→ Given records
━━━
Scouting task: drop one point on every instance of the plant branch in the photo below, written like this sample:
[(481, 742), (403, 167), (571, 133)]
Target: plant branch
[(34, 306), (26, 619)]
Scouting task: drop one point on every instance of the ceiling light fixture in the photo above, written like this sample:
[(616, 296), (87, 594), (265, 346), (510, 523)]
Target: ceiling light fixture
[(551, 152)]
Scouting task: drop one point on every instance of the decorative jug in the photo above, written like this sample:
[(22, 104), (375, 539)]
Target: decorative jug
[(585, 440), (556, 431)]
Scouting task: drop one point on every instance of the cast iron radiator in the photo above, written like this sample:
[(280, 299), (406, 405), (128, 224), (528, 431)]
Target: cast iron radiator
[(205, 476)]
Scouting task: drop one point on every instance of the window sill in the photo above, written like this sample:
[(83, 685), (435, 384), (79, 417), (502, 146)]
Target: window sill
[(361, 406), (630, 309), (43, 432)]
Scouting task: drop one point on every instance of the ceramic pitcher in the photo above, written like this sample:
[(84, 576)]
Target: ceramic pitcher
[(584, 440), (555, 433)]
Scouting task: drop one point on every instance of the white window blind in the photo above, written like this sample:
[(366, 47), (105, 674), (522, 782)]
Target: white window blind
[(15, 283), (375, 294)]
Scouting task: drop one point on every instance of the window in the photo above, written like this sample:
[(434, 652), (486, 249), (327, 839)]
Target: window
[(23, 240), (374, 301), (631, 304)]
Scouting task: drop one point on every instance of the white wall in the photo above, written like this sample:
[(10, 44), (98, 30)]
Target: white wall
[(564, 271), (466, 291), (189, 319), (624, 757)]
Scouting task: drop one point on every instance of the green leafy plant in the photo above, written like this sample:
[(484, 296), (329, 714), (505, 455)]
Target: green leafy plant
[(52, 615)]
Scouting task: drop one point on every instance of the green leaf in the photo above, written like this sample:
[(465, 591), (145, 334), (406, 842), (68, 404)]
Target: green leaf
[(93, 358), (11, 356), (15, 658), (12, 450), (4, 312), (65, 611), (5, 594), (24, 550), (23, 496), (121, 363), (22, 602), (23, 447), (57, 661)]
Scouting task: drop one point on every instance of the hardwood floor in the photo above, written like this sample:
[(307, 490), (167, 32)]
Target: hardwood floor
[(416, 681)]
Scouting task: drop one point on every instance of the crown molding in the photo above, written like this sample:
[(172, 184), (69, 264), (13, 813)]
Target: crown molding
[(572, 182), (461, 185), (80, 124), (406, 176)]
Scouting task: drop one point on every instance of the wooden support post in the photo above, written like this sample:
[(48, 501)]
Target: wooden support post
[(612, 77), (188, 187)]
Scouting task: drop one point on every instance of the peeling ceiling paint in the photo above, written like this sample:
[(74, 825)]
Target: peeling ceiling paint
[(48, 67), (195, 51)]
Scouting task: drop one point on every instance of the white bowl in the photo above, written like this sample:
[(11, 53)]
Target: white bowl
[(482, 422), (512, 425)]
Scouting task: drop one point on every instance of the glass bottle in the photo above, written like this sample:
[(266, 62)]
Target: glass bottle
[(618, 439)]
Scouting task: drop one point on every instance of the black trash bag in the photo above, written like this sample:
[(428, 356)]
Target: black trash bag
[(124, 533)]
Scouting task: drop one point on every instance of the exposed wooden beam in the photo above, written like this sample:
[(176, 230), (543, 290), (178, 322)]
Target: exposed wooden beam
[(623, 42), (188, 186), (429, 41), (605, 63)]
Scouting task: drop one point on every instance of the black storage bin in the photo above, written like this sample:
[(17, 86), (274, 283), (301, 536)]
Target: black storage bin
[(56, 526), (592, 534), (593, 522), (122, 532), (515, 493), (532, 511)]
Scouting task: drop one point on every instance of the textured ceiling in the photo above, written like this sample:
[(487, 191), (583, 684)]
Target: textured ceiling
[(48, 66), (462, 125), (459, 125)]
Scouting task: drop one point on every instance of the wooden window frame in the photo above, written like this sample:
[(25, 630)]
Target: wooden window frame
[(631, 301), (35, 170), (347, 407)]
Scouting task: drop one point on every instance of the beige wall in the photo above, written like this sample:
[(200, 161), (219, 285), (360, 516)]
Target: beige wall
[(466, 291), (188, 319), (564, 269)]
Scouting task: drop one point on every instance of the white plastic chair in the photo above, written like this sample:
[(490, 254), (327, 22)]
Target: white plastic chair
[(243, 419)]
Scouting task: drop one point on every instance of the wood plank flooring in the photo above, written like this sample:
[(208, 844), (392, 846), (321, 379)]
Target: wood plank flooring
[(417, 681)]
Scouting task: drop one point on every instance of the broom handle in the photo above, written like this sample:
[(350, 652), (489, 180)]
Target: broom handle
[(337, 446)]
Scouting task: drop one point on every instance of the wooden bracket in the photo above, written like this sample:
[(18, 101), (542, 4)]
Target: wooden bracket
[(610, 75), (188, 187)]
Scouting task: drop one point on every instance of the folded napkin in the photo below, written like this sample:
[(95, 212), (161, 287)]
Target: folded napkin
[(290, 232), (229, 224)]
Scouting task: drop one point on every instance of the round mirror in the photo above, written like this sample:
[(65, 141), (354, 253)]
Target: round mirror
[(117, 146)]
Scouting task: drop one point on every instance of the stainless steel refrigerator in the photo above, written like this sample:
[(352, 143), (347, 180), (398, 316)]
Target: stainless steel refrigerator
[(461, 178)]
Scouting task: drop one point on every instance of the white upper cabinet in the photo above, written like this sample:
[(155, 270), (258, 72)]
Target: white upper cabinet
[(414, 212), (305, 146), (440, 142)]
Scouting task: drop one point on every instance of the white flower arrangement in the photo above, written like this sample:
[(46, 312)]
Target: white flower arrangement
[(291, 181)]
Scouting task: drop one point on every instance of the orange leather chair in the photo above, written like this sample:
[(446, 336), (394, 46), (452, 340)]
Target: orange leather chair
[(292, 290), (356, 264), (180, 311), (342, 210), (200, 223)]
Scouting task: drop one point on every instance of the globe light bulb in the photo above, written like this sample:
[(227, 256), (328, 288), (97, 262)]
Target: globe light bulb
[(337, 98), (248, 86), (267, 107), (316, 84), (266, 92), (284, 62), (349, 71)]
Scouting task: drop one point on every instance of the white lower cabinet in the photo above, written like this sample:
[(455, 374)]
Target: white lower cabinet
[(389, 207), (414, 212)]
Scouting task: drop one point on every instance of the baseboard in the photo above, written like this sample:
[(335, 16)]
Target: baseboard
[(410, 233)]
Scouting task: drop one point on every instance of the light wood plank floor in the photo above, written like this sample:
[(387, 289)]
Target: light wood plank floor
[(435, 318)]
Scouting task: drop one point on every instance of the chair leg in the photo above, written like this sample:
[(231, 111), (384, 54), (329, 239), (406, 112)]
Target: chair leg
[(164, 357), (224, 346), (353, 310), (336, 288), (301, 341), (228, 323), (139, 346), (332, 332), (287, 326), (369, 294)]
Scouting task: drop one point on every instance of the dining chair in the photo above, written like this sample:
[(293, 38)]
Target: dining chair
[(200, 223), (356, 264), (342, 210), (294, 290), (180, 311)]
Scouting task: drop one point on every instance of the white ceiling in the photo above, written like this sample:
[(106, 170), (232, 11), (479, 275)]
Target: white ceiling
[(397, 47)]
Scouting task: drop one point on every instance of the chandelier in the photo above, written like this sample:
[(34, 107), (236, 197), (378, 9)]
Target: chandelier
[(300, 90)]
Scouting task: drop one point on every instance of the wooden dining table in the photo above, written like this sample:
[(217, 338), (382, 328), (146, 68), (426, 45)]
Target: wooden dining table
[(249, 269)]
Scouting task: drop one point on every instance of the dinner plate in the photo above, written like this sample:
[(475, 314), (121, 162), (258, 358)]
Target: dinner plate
━━━
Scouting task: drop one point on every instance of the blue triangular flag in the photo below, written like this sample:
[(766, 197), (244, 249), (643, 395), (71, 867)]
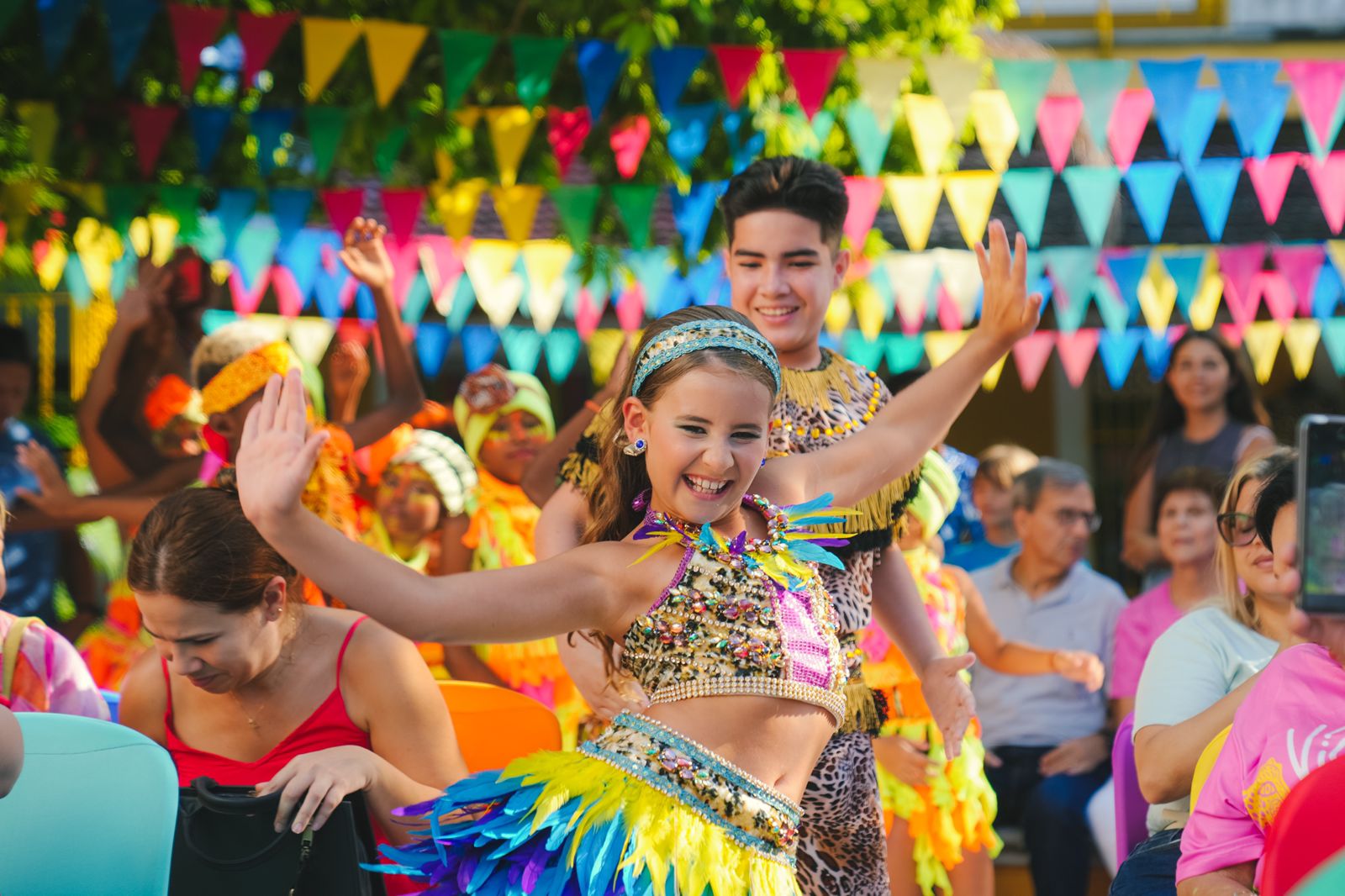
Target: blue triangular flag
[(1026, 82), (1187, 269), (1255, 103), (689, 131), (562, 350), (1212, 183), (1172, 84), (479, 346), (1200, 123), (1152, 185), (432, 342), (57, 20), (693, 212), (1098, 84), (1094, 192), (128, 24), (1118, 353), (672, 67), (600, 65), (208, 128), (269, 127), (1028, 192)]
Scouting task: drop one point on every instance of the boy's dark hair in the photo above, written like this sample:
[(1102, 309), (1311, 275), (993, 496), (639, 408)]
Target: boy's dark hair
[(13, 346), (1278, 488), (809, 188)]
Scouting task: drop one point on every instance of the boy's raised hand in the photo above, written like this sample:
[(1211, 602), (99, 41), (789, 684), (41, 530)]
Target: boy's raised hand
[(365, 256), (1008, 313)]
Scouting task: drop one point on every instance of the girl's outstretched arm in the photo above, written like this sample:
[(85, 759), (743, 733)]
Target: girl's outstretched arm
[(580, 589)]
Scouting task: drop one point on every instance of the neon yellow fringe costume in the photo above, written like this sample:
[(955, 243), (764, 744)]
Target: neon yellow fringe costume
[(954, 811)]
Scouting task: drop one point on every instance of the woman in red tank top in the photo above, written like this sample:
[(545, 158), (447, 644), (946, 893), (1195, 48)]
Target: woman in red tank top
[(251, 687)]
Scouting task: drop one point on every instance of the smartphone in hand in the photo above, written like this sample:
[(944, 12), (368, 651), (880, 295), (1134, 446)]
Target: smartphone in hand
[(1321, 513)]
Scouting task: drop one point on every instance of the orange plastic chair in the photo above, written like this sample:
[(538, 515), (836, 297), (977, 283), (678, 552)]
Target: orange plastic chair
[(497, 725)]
━━━
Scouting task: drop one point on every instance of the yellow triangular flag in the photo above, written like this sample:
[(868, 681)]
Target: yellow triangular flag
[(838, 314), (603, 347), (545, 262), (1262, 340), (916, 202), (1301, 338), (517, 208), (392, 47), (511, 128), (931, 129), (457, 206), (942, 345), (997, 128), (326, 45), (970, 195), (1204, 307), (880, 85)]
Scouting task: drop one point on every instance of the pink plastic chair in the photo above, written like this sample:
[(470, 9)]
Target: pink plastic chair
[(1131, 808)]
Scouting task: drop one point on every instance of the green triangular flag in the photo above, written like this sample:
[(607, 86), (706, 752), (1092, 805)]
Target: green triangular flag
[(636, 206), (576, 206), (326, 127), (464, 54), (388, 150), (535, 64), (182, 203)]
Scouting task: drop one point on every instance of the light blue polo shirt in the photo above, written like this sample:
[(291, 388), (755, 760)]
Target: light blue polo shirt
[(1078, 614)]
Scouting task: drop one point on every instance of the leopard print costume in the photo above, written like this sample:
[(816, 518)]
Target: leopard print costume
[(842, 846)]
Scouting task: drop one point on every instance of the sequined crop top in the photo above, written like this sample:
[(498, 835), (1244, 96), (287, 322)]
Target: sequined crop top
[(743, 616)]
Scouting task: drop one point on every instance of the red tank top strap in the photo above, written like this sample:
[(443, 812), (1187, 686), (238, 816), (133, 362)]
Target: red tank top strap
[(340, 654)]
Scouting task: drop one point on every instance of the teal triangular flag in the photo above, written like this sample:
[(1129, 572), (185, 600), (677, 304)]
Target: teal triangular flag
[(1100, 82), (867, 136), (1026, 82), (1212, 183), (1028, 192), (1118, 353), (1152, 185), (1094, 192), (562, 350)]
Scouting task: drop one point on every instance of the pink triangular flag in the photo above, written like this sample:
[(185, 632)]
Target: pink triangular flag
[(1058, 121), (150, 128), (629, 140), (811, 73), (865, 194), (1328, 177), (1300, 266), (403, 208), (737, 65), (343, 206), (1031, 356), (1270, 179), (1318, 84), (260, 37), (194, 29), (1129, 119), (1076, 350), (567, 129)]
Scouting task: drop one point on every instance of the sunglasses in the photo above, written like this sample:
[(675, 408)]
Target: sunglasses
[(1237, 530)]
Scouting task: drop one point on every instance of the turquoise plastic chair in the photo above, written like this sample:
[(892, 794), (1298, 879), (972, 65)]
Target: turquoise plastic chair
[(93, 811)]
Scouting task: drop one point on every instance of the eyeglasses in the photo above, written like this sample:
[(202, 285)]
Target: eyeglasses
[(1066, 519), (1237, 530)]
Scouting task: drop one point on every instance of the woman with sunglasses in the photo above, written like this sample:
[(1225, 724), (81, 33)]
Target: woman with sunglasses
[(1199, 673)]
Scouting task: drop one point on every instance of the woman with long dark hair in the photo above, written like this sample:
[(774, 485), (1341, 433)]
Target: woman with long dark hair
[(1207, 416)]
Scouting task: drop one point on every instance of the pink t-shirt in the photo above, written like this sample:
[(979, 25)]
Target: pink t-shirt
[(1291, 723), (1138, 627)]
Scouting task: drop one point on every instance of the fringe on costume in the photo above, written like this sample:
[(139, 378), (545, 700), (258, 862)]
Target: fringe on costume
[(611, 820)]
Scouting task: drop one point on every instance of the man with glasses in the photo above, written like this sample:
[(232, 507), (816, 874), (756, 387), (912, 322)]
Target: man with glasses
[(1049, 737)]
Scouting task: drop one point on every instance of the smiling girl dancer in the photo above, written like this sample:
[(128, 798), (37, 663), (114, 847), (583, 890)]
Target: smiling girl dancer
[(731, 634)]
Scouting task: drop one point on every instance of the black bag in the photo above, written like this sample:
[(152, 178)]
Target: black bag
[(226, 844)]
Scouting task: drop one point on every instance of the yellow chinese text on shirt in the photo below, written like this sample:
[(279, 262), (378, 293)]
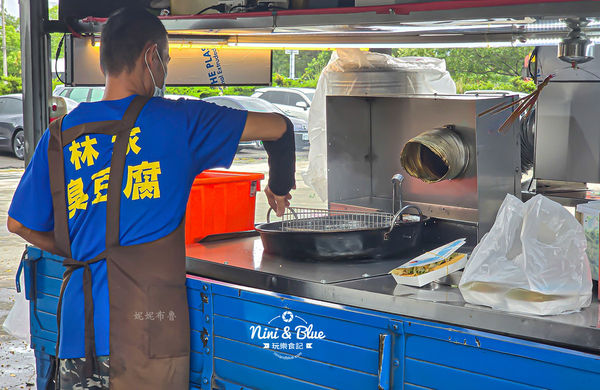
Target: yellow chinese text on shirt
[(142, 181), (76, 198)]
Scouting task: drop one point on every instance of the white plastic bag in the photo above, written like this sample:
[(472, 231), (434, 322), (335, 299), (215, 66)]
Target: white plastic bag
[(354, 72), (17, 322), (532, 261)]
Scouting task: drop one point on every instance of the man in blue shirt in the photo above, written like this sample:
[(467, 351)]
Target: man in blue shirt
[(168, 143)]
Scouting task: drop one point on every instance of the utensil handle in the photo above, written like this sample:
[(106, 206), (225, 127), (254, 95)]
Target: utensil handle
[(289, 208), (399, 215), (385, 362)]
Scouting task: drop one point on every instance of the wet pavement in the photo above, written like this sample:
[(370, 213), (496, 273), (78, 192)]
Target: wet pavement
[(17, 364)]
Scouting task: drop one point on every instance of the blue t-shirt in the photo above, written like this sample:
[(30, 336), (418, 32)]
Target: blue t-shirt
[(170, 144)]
━━━
Edit the rows beginning at the line containing "Scouting task: drop one point on every instance of the textured" and ending with the line containing "[(243, 419)]". Replace "wooden window frame" with "wooden door frame", change nothing else, and return only those lines.

→ Response to this exercise
Scouting task: drop one point on every instance of the textured ceiling in the photo above, written like this sample:
[(487, 191), (583, 684)]
Target: textured ceiling
[(48, 66), (462, 125), (459, 125)]
Scouting task: drop one point on every instance of the wooden door frame in the photo above, written like this sample:
[(25, 630)]
Target: wooden door frame
[(631, 301), (35, 170), (347, 407)]
Scouting task: drop one point on every instance of the beige wall in the photo above, written like this sample:
[(200, 161), (219, 285), (360, 516)]
Target: beige wall
[(466, 291), (188, 319), (564, 269)]
Scouting task: drop one point on every instance of the white plastic chair in the photo above, written like this sample:
[(490, 254), (327, 22)]
Target: white plastic chair
[(243, 419)]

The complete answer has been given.